REQUIRED ACTION
Whatever the lines below say, output them exactly.

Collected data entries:
━━━━━━━━━━

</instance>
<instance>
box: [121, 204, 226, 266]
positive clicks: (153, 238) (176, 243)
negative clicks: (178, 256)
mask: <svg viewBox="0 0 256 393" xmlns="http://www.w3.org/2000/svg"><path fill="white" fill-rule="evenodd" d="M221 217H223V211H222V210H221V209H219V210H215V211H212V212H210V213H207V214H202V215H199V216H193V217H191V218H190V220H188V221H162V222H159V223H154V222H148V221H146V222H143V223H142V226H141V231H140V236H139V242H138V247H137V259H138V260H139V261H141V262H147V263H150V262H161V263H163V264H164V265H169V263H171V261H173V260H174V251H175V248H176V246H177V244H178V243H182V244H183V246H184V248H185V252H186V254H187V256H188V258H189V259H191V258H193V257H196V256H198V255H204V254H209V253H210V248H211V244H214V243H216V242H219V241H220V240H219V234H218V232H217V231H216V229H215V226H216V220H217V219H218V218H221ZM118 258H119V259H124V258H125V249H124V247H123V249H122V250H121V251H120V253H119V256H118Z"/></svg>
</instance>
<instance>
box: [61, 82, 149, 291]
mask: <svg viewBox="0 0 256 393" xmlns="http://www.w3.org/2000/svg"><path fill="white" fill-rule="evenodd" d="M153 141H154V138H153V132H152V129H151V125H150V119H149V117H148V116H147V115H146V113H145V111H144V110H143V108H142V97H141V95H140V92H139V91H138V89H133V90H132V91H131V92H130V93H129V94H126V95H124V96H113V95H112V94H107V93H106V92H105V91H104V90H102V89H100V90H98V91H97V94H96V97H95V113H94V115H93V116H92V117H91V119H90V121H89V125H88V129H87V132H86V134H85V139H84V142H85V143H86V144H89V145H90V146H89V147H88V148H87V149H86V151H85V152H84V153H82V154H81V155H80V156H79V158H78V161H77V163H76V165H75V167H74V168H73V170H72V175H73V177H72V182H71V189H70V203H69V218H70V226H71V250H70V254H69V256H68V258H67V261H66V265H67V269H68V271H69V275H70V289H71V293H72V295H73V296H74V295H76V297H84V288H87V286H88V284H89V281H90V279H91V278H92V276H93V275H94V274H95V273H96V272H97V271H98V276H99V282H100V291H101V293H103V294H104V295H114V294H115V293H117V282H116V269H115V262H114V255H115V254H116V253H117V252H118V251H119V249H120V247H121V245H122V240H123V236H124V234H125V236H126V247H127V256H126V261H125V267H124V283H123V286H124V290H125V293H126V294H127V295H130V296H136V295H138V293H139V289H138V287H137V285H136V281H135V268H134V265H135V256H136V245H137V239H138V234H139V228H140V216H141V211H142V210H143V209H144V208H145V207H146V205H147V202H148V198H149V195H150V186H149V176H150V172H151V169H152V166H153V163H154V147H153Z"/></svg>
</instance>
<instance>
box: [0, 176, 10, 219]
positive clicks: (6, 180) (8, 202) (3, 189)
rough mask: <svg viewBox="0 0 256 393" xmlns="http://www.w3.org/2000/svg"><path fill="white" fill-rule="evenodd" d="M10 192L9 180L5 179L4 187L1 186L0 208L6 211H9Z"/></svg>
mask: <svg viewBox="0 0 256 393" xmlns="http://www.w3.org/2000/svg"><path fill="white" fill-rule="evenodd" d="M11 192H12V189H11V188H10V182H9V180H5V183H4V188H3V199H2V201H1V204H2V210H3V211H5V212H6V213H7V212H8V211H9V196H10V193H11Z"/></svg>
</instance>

━━━━━━━━━━

RESPONSE BELOW
</instance>
<instance>
box: [121, 204, 226, 266]
positive clicks: (153, 238) (176, 243)
negative clicks: (178, 256)
mask: <svg viewBox="0 0 256 393" xmlns="http://www.w3.org/2000/svg"><path fill="white" fill-rule="evenodd" d="M221 217H223V211H222V210H221V209H219V210H215V211H212V212H210V213H207V214H202V215H199V216H193V217H191V218H190V220H188V221H162V222H159V223H154V222H148V221H146V222H143V223H142V226H141V231H140V236H139V242H138V247H137V259H138V260H139V261H141V262H147V263H150V262H161V263H163V264H164V265H169V263H171V261H173V260H174V251H175V248H176V246H177V244H178V243H182V244H183V246H184V248H185V252H186V254H187V256H188V258H189V259H191V258H193V257H196V256H198V255H204V254H209V253H210V248H211V244H214V243H216V242H219V241H220V240H219V234H218V232H217V231H216V229H215V226H216V220H217V219H218V218H221ZM118 258H119V259H124V258H125V249H124V247H123V249H122V250H121V251H120V253H119V256H118Z"/></svg>
</instance>
<instance>
box: [61, 82, 149, 291]
mask: <svg viewBox="0 0 256 393" xmlns="http://www.w3.org/2000/svg"><path fill="white" fill-rule="evenodd" d="M153 141H154V138H153V132H152V129H151V125H150V119H149V117H148V116H147V115H146V113H145V111H144V110H143V108H142V97H141V95H140V92H139V91H138V89H133V90H132V91H131V92H130V93H129V94H126V95H124V96H113V95H112V94H107V93H106V92H105V91H104V90H102V89H100V90H98V91H97V94H96V97H95V113H94V115H93V116H92V117H91V119H90V121H89V125H88V129H87V132H86V134H85V139H84V142H85V143H86V144H89V145H90V146H89V147H88V148H87V149H86V151H85V152H84V153H82V154H81V155H80V156H79V158H78V161H77V163H76V165H75V167H74V168H73V170H72V175H73V177H72V182H71V189H70V203H69V218H70V226H71V250H70V254H69V256H68V258H67V261H66V265H67V269H68V271H69V275H70V289H71V293H72V295H73V296H74V295H76V297H84V288H87V286H88V284H89V281H90V279H91V278H92V276H93V275H94V274H95V273H96V272H97V271H98V276H99V282H100V291H101V293H103V294H104V295H114V294H115V293H117V282H116V269H115V262H114V255H115V254H116V253H117V252H118V251H119V249H120V247H121V245H122V240H123V236H124V234H125V236H126V247H127V256H126V261H125V267H124V283H123V286H124V290H125V293H126V294H127V295H130V296H136V295H138V293H139V289H138V287H137V285H136V281H135V268H134V265H135V256H136V245H137V239H138V234H139V228H140V216H141V211H142V210H143V209H144V208H145V207H146V205H147V202H148V198H149V195H150V186H149V176H150V172H151V169H152V166H153V163H154V147H153Z"/></svg>
</instance>
<instance>
box: [0, 176, 10, 219]
positive clicks: (6, 180) (8, 202) (3, 189)
rough mask: <svg viewBox="0 0 256 393" xmlns="http://www.w3.org/2000/svg"><path fill="white" fill-rule="evenodd" d="M10 192L9 180L5 179L4 187L1 186L0 208L6 211H9Z"/></svg>
mask: <svg viewBox="0 0 256 393" xmlns="http://www.w3.org/2000/svg"><path fill="white" fill-rule="evenodd" d="M11 192H12V189H11V188H10V182H9V180H5V183H4V188H3V199H2V201H1V204H2V210H3V211H5V212H6V213H7V212H8V211H9V196H10V193H11Z"/></svg>
</instance>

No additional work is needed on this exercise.